• Reading passage:
--- start ---
The Arbitration Process
Arbitration is triggered by an arbitration clause in a contract. The arbitration clause will typically provide that if a dispute arises in respect of the contract or matters that come within the ambit of the contract, the matter must be referred to arbitration.
Either party to the contract is at liberty to issue a notice of dispute and the notice of dispute need only make mention of the fact that there is a dispute or difference.
The Commercial Arbitration Acts limit the intervention of the courts in matters of arbitration. If a litigant were to issue proceedings in an alternative jurisdiction to arbitration, the opponent would be well within its rights to apply to a court of law for the proceedings to be referred to arbitration. It would be most unusual for a court of law to fail to show sympathy to such application. The consequence of this would be that the matter would be referred to arbitration and the party that naively issued in the wrong jurisdiction, would in all likelihood have a costs award visited upon it.
A disputant will also after having had regard to the arbitration clause under the contract refer the matter to the body that is contractually identified as the body that nominated the arbitrator. Some arbitration clauses stipulate that the parties can agree upon an arbitrator but in the absence of agreement the parties are required to refer the matter to the nominating body.
The nominating body may be the Law Society of New Zealand or the Law Institute of Victoria, or it may be the Institute of Arbitrators Queensland Chapter. The body that is nominated in the contract is the body that chooses the arbitrator.
The arbitrator must be a qualified arbitrator. Alas some contracts provide that there must be two arbitrators. The problem with this is that the cost of retention of the arbitrator doubles.
Upon accepting an engagement an arbitrator will require moneys to be placed in trust prior to the crystallisation of their appointment. The monies are normally placed in an account held by the nominating body. Once the monies are placed in the account the arbitrator will write to the parties and order them to come to a directions hearing.
The norm is that lawyers are engaged as advocates for the disputants and at the initial directions hearing a synopsis and description of the issues that define the conflict will be presented.
The process is then very much reminiscent of the courts. The arbitrator in cohorts with the advocates will typically make the following types of orders.
A statement of claim will be filed that articulates the particulars of the dispute.
A statement of defence will be filed and in circumstances where there is a counterclaim the counterclaim will be filed with the statement of defence.
The plaintiff will be ordered to file a response to the defence and counterclaim.
An order for discovery will be forthcoming and both parties will be ordered to draft and file an affidavit of documents comprising all documentation relating to the contract of the dispute.
There will be an order for discovery whereby both parties will be afforded the opportunity to inspect the other party`s documents.
Normally the parties will be desirous of retaining expert witness to provide specialist opinion on matters that make up the ingredients of the dispute. Expert witness statements then have to be prepared, served and filed.
There may be an order that the matter is sequested out to mediation although this is optional.
There will be further orders providing that the parties will be required to attend further compliance directions hearings to ensure that the time frames for submitting and filing interlocutory pleadings are indeed filed by the due date.
Once matters have been progressed to the extent that relevant pleadings have been filed and served, discovery has been completed and expert witness statements filed the matter will be set down for hearing.
--- end ---
• Records from a data collection:
--- start ---
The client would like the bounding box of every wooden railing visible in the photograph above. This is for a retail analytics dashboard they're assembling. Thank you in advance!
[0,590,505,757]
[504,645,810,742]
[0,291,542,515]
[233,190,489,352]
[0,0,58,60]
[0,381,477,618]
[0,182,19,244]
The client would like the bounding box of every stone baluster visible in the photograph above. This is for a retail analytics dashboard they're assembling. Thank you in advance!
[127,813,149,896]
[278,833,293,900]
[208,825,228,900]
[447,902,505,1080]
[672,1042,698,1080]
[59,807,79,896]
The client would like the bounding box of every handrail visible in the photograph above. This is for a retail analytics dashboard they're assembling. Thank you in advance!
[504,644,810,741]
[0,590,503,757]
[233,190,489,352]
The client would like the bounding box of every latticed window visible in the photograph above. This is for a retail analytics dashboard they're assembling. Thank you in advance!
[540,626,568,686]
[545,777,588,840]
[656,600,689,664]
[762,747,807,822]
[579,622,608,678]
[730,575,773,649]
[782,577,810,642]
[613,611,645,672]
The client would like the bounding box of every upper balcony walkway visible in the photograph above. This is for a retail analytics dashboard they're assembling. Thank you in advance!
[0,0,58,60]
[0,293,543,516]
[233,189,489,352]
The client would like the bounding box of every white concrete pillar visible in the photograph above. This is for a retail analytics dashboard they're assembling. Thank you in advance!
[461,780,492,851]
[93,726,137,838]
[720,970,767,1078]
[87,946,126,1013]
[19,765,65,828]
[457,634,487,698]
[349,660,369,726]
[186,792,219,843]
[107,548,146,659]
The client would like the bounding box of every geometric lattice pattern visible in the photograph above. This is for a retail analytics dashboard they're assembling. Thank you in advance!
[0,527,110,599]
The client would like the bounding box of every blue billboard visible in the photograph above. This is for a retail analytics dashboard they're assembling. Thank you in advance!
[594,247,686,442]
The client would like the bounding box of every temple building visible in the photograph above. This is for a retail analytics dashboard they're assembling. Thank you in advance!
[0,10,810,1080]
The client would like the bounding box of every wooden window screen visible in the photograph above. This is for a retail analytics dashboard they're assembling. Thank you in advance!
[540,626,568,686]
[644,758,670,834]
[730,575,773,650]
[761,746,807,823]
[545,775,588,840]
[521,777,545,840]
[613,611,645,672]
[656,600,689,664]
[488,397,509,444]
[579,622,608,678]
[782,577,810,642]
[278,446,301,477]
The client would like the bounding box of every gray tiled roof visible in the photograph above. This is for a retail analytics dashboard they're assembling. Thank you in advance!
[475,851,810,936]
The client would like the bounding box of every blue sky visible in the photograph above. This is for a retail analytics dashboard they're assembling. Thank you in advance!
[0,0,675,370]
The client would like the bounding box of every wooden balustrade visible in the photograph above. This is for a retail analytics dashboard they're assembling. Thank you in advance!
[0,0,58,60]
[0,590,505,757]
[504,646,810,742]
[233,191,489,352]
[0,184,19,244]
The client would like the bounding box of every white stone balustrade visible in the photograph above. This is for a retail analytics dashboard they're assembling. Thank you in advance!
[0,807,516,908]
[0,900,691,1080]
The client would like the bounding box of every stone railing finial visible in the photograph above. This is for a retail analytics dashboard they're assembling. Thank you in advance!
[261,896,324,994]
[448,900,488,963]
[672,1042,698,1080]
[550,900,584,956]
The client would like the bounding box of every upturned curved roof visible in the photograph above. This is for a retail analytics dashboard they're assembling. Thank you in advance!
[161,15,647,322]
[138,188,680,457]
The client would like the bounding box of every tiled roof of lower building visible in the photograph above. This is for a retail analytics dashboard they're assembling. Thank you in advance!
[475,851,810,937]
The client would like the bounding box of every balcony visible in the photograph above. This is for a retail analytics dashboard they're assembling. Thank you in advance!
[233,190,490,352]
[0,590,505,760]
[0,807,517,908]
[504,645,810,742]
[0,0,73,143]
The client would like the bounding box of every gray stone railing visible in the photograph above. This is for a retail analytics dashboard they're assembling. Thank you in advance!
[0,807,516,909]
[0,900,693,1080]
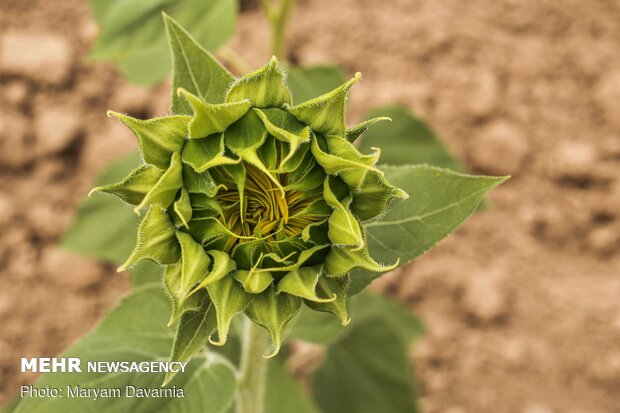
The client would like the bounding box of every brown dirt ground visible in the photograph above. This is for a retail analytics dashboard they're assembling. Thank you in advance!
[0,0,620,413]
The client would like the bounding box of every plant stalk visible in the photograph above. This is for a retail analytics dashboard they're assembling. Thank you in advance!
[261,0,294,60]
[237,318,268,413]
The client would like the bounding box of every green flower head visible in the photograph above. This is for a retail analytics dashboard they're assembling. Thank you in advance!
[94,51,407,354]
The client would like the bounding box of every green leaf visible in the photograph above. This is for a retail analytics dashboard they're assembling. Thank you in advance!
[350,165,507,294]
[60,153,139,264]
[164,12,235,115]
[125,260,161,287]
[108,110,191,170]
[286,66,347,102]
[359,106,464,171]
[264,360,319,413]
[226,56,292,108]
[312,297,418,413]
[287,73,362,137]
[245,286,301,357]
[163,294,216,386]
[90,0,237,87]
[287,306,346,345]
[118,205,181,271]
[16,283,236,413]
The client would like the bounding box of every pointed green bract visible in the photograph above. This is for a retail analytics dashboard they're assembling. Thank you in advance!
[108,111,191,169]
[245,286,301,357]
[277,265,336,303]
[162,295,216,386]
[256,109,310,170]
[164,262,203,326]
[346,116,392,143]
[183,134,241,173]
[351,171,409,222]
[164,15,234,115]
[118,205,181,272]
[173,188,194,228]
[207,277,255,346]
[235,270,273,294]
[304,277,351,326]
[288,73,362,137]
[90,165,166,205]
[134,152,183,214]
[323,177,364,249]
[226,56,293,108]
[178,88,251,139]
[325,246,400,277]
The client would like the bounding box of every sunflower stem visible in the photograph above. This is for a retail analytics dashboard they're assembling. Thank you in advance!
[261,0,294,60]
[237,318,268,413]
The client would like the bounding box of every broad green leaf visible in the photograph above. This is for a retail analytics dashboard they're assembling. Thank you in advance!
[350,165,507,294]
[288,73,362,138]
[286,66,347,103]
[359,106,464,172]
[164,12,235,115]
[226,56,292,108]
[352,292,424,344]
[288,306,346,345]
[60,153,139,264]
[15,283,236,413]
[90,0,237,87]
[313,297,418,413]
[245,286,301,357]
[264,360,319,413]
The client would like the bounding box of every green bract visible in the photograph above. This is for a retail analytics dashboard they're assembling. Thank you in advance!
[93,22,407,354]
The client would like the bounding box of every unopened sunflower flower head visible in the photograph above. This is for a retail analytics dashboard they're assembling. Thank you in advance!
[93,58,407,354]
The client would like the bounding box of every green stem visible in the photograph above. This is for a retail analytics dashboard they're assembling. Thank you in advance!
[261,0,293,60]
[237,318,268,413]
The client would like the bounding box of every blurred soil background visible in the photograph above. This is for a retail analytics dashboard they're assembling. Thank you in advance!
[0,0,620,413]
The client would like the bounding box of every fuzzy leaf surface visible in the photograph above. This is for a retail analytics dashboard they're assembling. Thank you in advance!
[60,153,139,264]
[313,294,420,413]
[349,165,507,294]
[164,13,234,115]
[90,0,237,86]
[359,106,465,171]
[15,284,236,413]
--- end ---
--- start ---
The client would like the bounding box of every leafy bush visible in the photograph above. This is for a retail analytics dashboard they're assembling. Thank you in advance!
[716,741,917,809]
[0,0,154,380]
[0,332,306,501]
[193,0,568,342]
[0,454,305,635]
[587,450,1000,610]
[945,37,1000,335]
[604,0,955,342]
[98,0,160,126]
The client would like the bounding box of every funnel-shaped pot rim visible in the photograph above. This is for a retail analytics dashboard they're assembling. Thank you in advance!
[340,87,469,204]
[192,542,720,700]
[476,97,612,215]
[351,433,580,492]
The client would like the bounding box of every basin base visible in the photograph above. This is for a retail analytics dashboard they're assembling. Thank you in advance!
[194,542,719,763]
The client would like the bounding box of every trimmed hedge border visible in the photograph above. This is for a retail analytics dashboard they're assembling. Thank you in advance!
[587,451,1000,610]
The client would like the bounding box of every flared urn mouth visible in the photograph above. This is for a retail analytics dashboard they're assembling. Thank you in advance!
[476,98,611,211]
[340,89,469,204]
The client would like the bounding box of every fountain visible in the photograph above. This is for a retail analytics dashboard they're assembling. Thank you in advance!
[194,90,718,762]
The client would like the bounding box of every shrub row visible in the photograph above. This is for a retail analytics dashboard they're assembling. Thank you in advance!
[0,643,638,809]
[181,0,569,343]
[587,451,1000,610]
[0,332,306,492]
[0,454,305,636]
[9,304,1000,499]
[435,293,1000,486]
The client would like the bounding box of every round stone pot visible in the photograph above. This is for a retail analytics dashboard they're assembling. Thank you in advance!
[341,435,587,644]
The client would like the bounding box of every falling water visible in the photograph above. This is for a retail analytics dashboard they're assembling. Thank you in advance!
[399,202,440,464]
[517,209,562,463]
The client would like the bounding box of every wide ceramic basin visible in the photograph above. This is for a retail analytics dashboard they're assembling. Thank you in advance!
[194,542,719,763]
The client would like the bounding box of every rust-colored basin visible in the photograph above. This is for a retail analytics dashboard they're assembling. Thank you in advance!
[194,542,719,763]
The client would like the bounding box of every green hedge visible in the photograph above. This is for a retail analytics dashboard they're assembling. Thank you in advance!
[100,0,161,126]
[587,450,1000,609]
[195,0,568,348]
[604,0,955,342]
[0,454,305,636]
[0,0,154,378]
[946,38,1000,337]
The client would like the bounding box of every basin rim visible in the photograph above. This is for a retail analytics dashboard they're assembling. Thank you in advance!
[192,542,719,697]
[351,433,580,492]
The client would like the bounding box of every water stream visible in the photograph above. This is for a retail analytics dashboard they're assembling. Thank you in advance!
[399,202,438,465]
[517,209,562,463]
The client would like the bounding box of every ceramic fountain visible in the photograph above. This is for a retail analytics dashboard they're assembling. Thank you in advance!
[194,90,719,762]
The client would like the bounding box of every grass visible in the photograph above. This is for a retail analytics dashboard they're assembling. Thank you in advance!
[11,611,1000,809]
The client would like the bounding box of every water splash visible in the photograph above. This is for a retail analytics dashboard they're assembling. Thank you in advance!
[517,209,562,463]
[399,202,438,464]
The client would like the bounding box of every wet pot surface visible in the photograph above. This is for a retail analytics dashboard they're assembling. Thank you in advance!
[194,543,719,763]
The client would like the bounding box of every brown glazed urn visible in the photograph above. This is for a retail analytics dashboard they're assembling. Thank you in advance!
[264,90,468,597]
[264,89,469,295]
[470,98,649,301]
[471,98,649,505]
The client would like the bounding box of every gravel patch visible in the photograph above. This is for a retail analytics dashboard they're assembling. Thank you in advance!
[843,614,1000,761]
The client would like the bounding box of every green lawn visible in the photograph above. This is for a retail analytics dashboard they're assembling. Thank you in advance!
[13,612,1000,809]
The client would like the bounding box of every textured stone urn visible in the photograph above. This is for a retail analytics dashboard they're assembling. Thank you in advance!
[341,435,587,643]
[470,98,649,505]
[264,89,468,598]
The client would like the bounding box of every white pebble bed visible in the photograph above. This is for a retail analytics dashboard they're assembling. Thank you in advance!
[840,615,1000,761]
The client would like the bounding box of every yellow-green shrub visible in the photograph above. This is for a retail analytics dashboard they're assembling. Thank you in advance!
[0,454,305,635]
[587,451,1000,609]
--- end ---
--- start ---
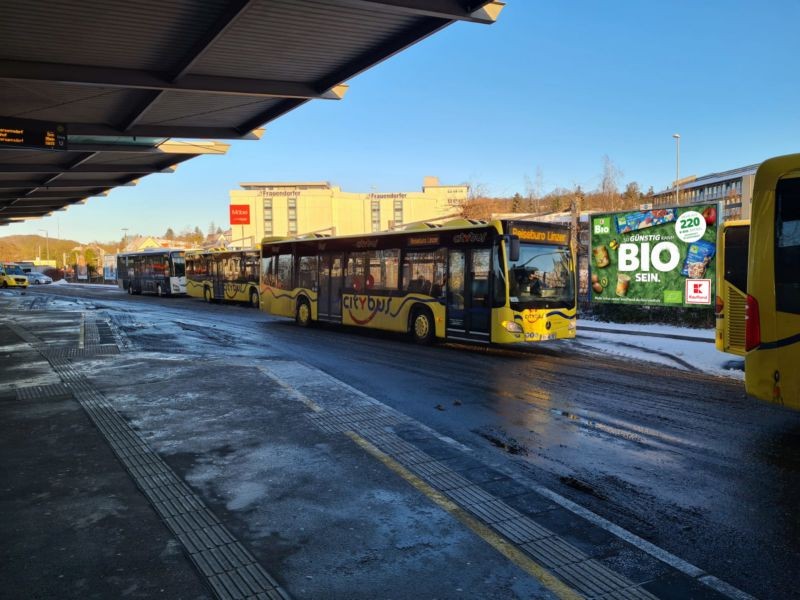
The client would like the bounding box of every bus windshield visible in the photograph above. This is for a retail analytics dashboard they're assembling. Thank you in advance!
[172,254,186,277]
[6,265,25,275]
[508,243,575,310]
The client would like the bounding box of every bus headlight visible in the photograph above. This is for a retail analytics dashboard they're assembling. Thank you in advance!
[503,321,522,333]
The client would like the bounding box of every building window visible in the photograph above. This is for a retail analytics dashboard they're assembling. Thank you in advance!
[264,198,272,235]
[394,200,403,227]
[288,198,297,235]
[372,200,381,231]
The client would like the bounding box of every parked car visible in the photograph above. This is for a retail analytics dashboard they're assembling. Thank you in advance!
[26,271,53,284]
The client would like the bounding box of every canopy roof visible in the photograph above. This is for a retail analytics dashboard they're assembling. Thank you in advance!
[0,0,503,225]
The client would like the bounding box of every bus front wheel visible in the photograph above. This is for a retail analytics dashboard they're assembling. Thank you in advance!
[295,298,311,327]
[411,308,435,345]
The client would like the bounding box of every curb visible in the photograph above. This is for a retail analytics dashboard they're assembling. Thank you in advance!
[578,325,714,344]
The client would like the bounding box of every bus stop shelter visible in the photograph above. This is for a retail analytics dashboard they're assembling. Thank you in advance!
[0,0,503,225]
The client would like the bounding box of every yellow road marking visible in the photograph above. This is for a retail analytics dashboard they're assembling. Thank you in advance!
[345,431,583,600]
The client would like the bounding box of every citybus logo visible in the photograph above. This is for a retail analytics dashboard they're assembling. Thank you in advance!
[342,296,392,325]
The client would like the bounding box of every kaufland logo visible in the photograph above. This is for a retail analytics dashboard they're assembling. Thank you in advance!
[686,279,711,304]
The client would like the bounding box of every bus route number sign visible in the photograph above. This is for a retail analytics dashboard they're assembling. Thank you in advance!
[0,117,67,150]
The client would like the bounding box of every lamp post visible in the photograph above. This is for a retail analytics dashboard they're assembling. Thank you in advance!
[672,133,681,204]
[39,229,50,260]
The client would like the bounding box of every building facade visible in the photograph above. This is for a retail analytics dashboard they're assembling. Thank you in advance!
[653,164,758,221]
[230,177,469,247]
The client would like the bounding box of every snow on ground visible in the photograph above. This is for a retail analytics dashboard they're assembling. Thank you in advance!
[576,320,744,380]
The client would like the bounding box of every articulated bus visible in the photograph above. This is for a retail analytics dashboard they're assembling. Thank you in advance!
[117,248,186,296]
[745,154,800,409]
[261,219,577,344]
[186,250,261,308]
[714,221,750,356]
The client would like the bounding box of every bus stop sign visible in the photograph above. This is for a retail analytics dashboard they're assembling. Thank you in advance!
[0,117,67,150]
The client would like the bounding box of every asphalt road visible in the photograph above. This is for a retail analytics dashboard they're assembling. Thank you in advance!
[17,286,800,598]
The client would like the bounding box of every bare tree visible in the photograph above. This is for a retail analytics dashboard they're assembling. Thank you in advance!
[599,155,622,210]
--- end ---
• Your tasks:
**A)** In the text on the arbitration process, where are the monies that an arbitrator requires placed in trust normally held?
**B)** Carry the text on the arbitration process forward from its final sentence.
The records are separate material and are not part of the text on the arbitration process.

• Responses by task:
**A)** In an account held by the nominating body.

**B)**
Throughout the process the arbitrator will require the parties to place in trust monies in advance.
As arbitration in a number of Australian jurisdictions has been largely replaced by tribunal, court and adjudicatory systems in the residential disputation arena one would surmise that in this particular jurisdiction its virtues have not been sufficiently compelling for its retention as a primary form of dispute resolution. Within the sovereign setting it is a system that has experienced diminishing patronage and to reiterate, in the residential sector in many Australian jurisdictions has effectively been “outlawed”. Nevertheless arbitration is still used in some commercial and many international disputes. There are still many standard form commercial contracts that contain arbitration clauses. Where such clauses exist the parties are compelled to go to arbitration.
It is however, save for the international area, difficult to identify any particular virtue of arbitration that is sufficiently commendable to promote its virtues as being superior to the Courts. Judy Clarke, Associate Editor of Oil and Gas Journal states in her article International Arbitration –
“Dispute resolution and arbitration can be good strategies for mitigating risk because they enable companies …to avoid hostile local courts, where the location and language may put them at a disadvantage, where resolution could take 5-10 years, and national pride or political intervention could influence the outcome”
The fact that one cannot consolidate proceedings where there are multi party responsibilities is a very serious shortcoming. The only parties that have standing at arbitration are those that are party to the given contract. This means that in a given dispute if an engineer, an architect, a building surveyor and a builder are implicated in defective building work with a developer, the developer and the builder would not be able to join other responsible actors as either co defendants or third parties.
This is highly problematic because it can lead to very cumbersome, duplicatory and convoluted multi party proceedings. Take the case of the above in circumstances where the clause prevents the joining of third parties. This would be the case in the significant majority of arbitration clauses, the disputants would have to issue separate legal proceedings in separate decision making arenas such as the courts. So instead of having a consolidated set of legal proceedings in the one dispute resolution theatre to preside over a multi defendant, multi responsibility matter, there may well be a plethora of proceedings running in parallel.
When one considers that in so many litigations, in particular in the construction sector, there will be a number of responsible actors, it is paramount that there are consolidated legal proceedings for matters in common to be held in common.
Some would say that they are troubled that arbitrators need not be legally qualified. The point is moot, for to reiterate arbitrators are required to be qualified arbitrators and the qualifications are rigorous and comprehensive.
Decision Making Considerations and Reservations
The Honourable Justice Patrick A Keane states in his article Judicial Support for Arbitration in Australia,
“In the case of Oil Basins Ltd v BHP Billiton Ltd, the Court of Appeal of the Supreme Court of Victoria insisted that arbitrators must address each of the arguments advanced by the parties, and the evidence adduced in support of those arguments and explain why the arguments of the successful party were accepted and why the arguments of the unsuccessful party were rejected a failure to meet these standards meant that the award would be set aside”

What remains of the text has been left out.